=== PAGE TEXT ===

= Green America =

US non-profit organization

Green America (known as Co-op America until January 1, 2009) is a nonprofit membership organization based in the United States that promotes environmentally aware, ethical consumerism. It was founded in 1982 by Paul Freundlich to help consumers find environmentally compliant companies in the marketplace. Green America provides businesses with the Green America Seal of Approval, after completing Green America's screening process and have been approved to be listed in their National Green Pages directory. The Green America Approved seal is given to applicant businesses that operate in ways that support workers, communities, and protect the environment.

==History==
Co-op America (now Green America) had its roots in the environmental and social justice movements of the '70s. Founder Paul Freundlich thought that there was a significant segment of Americans who had been changed by the culture of recent decades, yet had not found a way to express that in their lives. Some regional businesses had grown out of similar values, yet lacked access to a customer base sufficient for growth. Co-op America began as a collaborative marketplace, speaking to the shared interests of consumers and business, by a staff and an elected governance structure. Co-op America published a quarterly journal, Building Economic Alternatives, and a catalog of goods and services.

=== RECORDED DATA ===

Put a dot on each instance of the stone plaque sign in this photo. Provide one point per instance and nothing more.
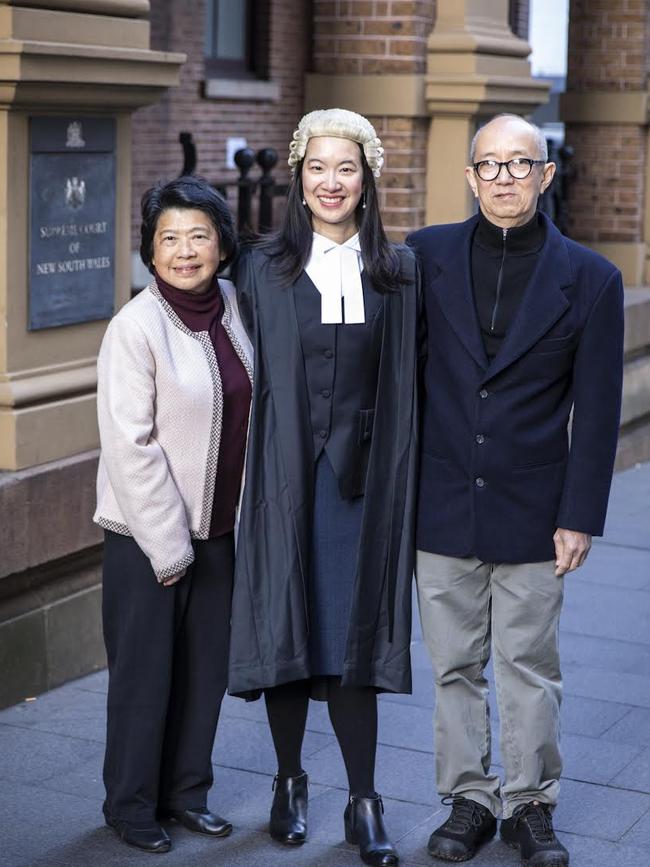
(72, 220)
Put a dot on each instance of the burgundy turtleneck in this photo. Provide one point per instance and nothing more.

===

:: TASK INSTRUCTIONS ::
Return the Green America text word for word, starting at "Green America (known" and ending at "protect the environment.".

:: WORKED SOLUTION ::
Green America (known as Co-op America until January 1, 2009) is a nonprofit membership organization based in the United States that promotes environmentally aware, ethical consumerism. It was founded in 1982 by Paul Freundlich to help consumers find environmentally compliant companies in the marketplace. Green America provides businesses with the Green America Seal of Approval, after completing Green America's screening process and have been approved to be listed in their National Green Pages directory. The Green America Approved seal is given to applicant businesses that operate in ways that support workers, communities, and protect the environment.